Rewrite the stretch of the material from the start through the line containing "(1056, 380)", substituting "Mark" for "Annotate" and changing nothing else. Leave the pictures out of your answer.

* EXERCISE INPUTS *
▶

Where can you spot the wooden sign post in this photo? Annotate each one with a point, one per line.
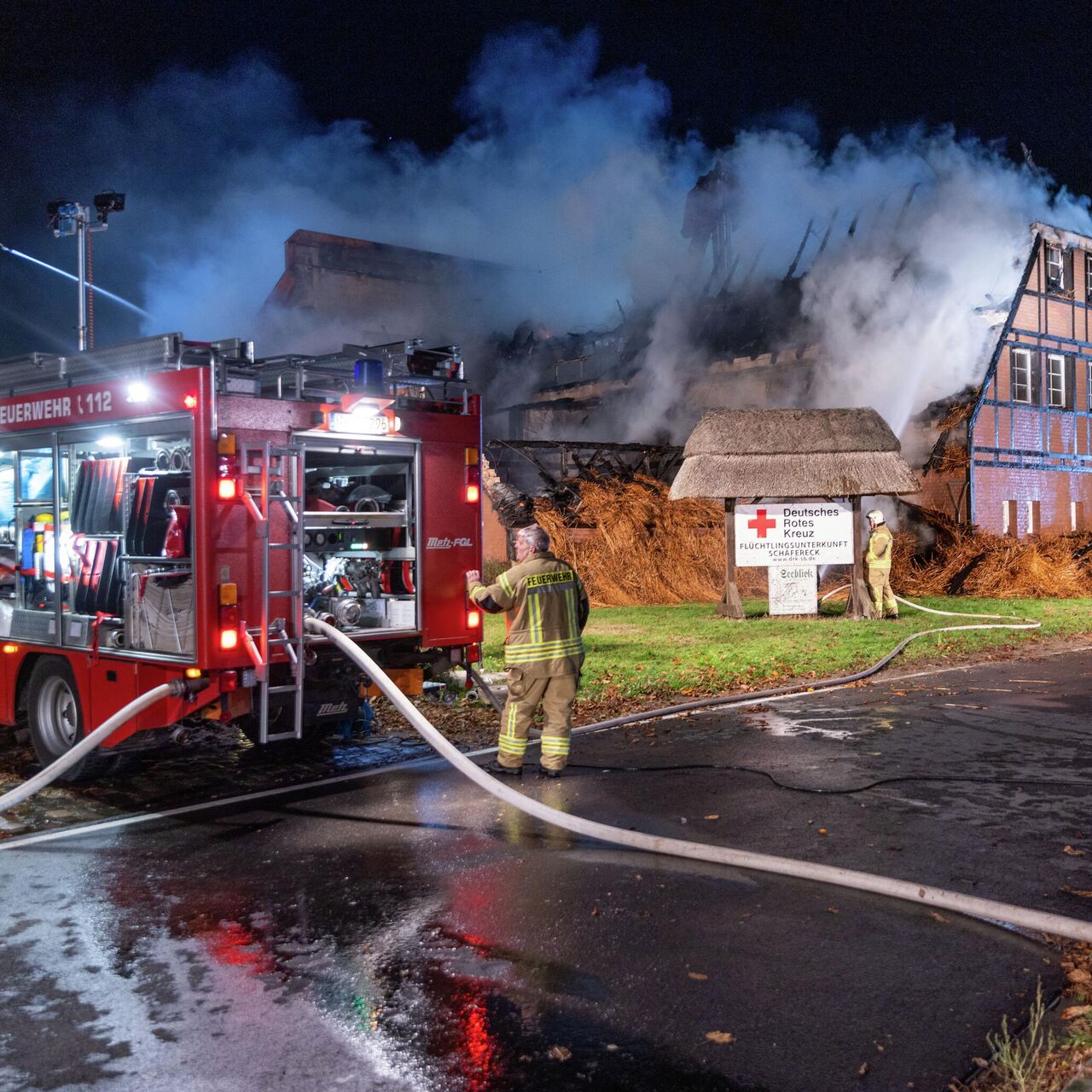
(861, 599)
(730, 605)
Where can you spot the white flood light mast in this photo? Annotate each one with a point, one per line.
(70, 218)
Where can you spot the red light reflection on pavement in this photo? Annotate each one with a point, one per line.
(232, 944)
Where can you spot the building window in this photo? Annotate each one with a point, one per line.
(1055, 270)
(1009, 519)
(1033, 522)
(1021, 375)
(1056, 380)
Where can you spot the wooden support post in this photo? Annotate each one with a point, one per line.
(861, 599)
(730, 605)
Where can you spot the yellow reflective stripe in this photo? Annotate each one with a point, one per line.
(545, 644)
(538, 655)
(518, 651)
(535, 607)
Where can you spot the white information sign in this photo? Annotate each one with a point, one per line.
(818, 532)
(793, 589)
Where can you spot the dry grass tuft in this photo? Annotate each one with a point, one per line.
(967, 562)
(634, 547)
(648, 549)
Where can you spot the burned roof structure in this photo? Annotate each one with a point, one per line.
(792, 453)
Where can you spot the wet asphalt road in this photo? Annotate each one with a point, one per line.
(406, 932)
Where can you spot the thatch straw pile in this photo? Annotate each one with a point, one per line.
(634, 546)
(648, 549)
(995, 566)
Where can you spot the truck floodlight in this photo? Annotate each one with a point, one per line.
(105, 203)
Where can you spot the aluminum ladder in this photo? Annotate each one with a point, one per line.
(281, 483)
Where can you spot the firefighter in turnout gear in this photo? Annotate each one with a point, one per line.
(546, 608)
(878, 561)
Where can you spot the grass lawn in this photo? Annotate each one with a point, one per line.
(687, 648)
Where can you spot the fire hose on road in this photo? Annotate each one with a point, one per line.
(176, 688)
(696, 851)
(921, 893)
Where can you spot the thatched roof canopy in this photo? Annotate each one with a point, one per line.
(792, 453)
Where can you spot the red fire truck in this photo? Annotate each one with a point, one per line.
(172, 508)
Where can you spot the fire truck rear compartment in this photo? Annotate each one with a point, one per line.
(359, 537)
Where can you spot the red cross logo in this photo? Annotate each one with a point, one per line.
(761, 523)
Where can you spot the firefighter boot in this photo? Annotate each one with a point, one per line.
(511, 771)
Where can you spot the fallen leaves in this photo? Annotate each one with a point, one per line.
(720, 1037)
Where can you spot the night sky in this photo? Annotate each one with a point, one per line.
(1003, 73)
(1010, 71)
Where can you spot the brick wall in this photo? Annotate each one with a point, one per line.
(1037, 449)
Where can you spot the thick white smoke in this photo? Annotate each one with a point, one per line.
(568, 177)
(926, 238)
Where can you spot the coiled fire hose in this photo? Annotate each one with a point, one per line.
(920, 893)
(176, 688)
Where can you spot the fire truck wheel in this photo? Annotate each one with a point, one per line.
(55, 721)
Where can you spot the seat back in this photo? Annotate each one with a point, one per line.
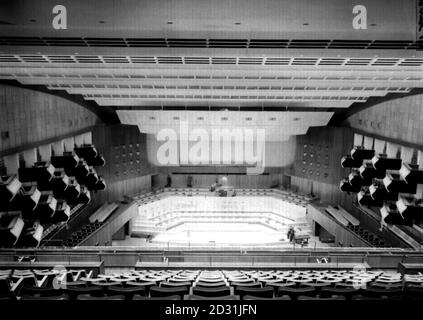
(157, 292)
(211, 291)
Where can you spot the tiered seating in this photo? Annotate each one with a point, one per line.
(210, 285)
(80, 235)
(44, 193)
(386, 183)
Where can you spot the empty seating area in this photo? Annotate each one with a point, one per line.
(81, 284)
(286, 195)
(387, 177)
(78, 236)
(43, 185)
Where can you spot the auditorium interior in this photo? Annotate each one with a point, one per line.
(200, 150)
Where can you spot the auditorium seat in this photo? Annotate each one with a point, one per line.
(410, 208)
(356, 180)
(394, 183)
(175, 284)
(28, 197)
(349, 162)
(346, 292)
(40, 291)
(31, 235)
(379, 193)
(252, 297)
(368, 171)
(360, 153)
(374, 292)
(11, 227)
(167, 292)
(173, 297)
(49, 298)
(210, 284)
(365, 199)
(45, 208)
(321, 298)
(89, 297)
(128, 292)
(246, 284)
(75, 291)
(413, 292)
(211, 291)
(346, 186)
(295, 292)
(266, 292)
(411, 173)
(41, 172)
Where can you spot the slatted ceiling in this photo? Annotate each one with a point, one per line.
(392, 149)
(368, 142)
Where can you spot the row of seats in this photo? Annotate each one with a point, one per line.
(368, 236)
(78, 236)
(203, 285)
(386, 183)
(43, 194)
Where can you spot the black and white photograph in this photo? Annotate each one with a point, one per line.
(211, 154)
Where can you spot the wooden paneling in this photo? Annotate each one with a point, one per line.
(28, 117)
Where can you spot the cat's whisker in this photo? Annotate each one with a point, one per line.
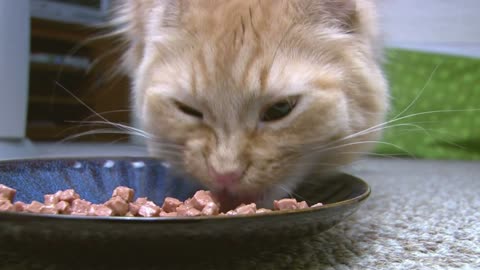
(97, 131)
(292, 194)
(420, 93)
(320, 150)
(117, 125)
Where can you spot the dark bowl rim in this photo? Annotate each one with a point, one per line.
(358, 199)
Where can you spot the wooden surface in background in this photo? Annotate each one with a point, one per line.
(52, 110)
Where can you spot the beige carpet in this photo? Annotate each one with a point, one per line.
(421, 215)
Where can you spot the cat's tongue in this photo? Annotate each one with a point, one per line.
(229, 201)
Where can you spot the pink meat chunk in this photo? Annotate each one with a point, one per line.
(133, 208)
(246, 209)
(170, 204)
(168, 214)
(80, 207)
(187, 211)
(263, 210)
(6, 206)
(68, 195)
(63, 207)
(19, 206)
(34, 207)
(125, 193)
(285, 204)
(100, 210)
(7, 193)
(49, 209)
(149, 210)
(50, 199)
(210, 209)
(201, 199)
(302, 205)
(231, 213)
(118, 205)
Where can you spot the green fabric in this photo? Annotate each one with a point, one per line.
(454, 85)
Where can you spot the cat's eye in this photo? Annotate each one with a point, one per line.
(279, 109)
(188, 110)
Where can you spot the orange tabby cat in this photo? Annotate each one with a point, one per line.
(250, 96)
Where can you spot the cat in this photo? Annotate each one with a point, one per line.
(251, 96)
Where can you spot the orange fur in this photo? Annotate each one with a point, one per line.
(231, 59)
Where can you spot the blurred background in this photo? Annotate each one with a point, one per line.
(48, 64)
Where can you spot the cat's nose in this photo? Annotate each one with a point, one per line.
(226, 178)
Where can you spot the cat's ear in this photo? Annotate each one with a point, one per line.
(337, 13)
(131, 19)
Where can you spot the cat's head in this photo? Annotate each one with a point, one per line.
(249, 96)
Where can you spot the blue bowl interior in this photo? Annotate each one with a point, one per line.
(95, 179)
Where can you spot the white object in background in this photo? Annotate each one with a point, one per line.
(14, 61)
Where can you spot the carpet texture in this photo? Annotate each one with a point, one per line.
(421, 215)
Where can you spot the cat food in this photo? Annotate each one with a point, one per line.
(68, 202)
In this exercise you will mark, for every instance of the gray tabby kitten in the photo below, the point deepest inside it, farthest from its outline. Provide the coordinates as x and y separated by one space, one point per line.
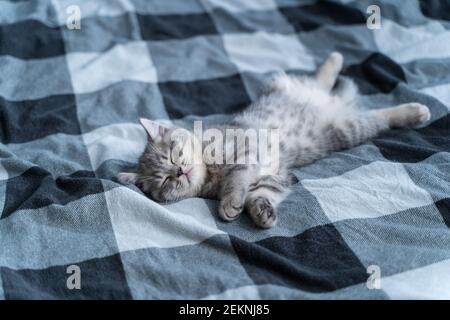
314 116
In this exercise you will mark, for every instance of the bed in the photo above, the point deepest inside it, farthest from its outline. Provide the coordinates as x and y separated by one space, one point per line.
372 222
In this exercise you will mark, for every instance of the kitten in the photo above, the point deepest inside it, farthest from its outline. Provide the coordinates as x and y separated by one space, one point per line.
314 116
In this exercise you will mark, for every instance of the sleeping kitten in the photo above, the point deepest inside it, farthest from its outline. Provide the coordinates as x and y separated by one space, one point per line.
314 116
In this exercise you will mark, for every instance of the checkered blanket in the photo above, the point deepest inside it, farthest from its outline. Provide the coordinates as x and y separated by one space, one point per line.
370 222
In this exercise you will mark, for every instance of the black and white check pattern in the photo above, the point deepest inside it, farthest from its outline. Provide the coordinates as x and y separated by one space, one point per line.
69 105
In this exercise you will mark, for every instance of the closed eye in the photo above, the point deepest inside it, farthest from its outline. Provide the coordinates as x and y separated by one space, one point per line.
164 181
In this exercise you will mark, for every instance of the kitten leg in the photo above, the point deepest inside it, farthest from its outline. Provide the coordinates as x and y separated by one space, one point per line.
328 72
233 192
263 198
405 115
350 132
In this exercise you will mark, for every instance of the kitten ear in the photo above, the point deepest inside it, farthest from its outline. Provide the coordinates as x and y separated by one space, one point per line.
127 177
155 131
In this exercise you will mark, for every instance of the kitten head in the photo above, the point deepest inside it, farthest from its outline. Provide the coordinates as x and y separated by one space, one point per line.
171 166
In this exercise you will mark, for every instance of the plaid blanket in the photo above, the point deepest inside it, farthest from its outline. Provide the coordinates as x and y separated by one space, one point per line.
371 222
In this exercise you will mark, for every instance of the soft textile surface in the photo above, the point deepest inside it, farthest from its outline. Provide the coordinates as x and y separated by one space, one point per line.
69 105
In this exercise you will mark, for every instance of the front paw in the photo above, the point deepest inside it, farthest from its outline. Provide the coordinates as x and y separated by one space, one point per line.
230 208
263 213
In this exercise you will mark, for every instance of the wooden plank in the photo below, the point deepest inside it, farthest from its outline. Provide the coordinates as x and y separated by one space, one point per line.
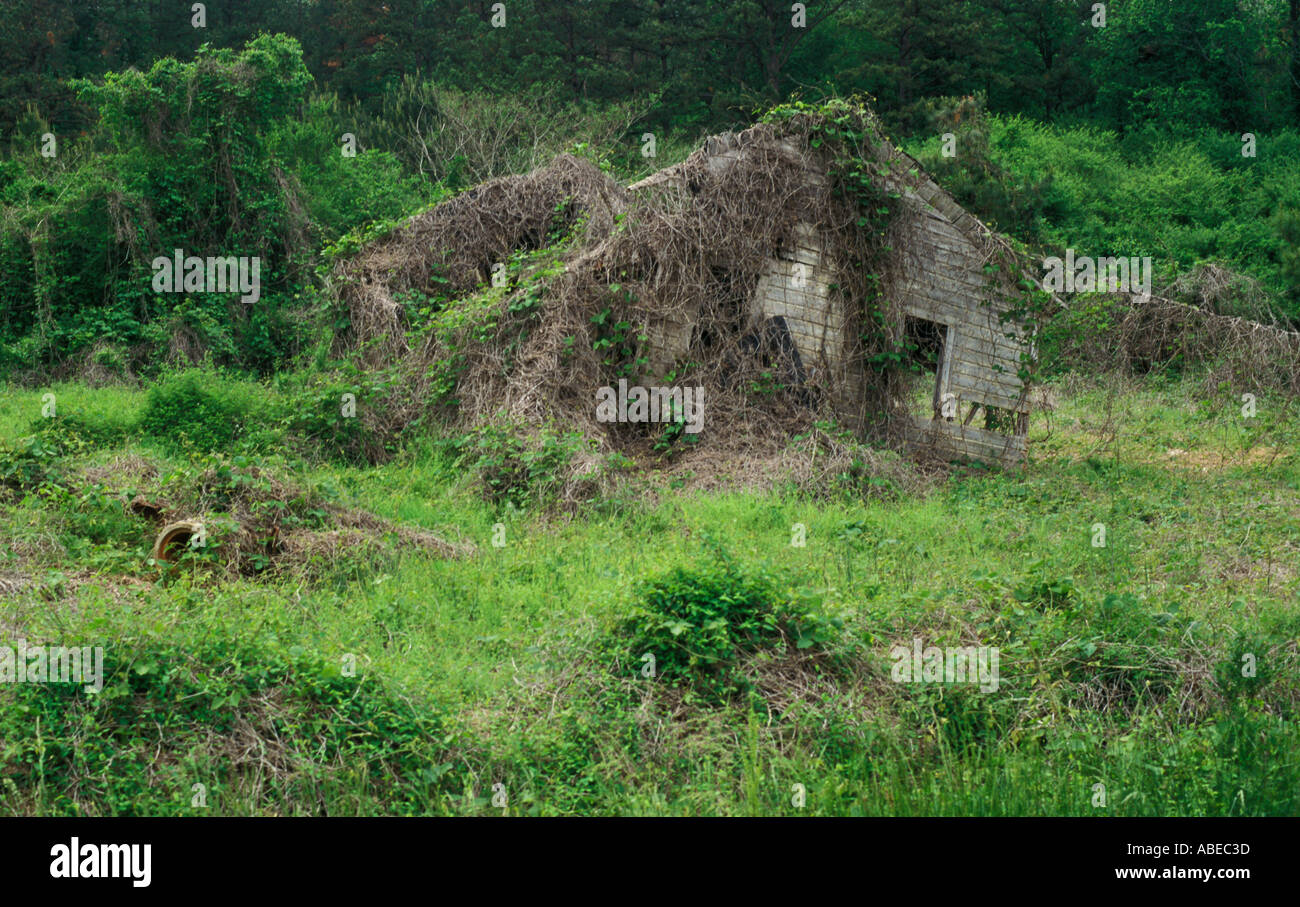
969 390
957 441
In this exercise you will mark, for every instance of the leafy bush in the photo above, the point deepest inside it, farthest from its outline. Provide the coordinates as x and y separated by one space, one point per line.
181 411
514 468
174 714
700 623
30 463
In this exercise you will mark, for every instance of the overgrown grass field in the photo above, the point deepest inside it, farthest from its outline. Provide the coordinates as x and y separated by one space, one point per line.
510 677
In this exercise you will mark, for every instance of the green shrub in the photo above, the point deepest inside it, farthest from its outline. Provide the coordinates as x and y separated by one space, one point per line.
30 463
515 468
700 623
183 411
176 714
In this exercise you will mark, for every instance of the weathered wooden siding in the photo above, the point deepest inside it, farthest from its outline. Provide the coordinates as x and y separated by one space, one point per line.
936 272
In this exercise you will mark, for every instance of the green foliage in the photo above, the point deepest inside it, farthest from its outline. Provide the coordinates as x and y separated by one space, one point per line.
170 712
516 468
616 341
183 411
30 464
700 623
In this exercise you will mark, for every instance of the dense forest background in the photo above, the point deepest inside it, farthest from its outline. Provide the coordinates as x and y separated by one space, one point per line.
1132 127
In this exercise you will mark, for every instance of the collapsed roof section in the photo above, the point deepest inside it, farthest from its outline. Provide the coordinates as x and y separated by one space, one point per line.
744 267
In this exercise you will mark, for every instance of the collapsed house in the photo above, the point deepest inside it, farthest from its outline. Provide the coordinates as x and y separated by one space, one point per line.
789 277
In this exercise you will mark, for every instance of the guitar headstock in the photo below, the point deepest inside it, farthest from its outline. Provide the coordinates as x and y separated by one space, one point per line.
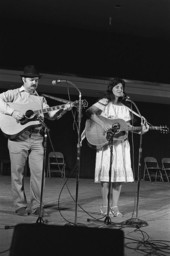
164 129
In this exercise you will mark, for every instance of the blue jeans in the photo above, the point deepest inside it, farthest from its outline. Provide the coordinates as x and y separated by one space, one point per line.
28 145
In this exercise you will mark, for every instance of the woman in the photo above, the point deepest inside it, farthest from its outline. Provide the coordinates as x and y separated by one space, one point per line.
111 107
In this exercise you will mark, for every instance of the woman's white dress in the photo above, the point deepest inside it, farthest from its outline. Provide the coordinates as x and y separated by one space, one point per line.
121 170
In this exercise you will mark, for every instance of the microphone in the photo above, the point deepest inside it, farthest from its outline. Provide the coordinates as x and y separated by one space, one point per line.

◀

* FINISHED ANSWER *
Where can you spot the wooden sign post in this photo? Mark each one with a point, one per line.
(861, 599)
(730, 605)
Where can you spot the white flood light mast in this photo? Mark each one with a point, one per line.
(70, 218)
Where can you spot the red light reflection on pavement in this photo? Mark each one with a point, one per line.
(232, 944)
Where can you spot the building window in this photo? Mark each one with a point, one per line.
(1055, 270)
(1009, 519)
(1033, 522)
(1021, 375)
(1056, 380)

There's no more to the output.